(About this exercise): Please answer from the Medicaid article below: what position does Dr. Avenel Joseph hold?

(Page text):
* * * * *
Millions of people will begin to lose their health insurance on Saturday, as five states begin the unwinding of a pandemic-era protection that kept people from being removed from the Medicaid rosters.
During the public health emergency, states were required to keep people on Medicaid without the often yearly reapplication process normally in place. But now that the public health emergency is winding down, so are the Medicaid rolls.
"We're now in a position within just a couple of days where states can begin to disenroll people — to redo their rosters for Medicaid — and this continuous coverage requirement is no longer going to be in place," Dr. Avenel Joseph, vice president of policy for the Robert Wood Johnson Foundation, told ABC News.
The issue that Joseph and other advocates are concerned about is that not enough people know they're about to get kicked off their coverage.
For Jeffrey Jackson, a 62-year-old Medicaid beneficiary in Arkansas who faces losing that coverage in a matter of days, that could be a "nightmare."
* * * * *
(Material supplied):
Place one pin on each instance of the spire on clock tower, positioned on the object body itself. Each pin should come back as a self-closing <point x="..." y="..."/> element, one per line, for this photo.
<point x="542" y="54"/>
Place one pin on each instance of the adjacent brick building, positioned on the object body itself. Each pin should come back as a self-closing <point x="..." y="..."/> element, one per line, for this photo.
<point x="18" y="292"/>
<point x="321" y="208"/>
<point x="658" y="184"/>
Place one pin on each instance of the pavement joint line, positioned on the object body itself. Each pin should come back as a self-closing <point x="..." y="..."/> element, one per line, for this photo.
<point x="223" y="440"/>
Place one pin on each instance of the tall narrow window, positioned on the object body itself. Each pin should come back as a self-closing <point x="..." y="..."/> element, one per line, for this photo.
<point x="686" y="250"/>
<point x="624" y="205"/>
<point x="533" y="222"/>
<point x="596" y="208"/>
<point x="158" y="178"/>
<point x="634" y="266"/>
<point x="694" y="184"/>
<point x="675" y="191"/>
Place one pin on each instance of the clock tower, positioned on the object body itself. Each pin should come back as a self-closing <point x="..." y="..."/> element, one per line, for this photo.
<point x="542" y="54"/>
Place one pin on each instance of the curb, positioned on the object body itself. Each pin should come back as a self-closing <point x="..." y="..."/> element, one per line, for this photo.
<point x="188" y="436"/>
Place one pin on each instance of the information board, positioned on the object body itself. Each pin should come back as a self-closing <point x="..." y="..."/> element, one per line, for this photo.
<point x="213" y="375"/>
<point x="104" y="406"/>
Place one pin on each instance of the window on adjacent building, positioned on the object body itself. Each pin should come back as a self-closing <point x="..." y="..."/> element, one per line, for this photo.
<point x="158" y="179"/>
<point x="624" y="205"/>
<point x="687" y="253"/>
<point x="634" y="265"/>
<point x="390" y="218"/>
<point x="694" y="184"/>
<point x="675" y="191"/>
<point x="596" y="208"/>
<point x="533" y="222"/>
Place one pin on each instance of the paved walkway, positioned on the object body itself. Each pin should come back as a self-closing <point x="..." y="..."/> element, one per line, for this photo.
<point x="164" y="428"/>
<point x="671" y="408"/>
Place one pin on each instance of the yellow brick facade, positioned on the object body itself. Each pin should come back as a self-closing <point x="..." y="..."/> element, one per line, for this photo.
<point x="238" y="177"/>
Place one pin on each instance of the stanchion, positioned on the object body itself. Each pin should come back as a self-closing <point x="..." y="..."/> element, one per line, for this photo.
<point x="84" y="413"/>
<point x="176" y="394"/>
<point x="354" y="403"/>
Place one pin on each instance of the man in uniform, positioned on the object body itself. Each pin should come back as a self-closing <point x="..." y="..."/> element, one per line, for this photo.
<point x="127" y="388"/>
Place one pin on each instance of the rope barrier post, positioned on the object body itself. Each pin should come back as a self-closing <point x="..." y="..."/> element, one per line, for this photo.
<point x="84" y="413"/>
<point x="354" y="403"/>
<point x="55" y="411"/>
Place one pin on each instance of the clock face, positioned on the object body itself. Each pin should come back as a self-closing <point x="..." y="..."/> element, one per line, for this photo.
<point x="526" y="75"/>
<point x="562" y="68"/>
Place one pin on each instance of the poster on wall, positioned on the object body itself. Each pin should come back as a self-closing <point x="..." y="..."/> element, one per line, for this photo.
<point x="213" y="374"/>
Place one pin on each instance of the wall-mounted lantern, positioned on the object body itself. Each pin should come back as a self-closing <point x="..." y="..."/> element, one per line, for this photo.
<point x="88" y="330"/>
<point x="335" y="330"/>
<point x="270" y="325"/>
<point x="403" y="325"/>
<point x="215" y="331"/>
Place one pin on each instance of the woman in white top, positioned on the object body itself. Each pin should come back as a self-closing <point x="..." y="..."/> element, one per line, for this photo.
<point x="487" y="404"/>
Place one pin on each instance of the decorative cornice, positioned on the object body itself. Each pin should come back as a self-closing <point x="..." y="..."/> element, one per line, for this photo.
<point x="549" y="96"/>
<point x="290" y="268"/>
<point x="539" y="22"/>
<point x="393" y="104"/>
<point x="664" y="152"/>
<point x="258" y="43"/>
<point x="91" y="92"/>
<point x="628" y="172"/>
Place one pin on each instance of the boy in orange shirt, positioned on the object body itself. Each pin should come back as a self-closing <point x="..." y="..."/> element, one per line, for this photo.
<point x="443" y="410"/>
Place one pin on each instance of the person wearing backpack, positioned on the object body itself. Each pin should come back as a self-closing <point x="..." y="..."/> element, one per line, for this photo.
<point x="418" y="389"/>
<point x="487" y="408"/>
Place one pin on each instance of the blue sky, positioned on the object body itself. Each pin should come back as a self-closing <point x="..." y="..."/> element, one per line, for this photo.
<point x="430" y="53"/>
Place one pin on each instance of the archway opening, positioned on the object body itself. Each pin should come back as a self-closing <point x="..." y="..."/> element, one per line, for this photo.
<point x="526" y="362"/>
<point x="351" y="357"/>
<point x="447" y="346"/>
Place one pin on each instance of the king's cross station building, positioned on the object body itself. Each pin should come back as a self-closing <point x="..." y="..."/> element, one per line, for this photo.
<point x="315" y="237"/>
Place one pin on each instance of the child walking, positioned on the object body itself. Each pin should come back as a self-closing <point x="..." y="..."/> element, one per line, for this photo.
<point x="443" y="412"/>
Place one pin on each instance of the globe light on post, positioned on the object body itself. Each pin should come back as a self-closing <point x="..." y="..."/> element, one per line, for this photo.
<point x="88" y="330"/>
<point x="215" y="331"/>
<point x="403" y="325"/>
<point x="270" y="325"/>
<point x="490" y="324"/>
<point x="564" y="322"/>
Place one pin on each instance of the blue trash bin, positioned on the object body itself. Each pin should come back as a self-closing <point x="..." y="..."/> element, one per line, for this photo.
* * * * *
(Reply to the exercise): Vice president of policy for the Robert Wood Johnson Foundation.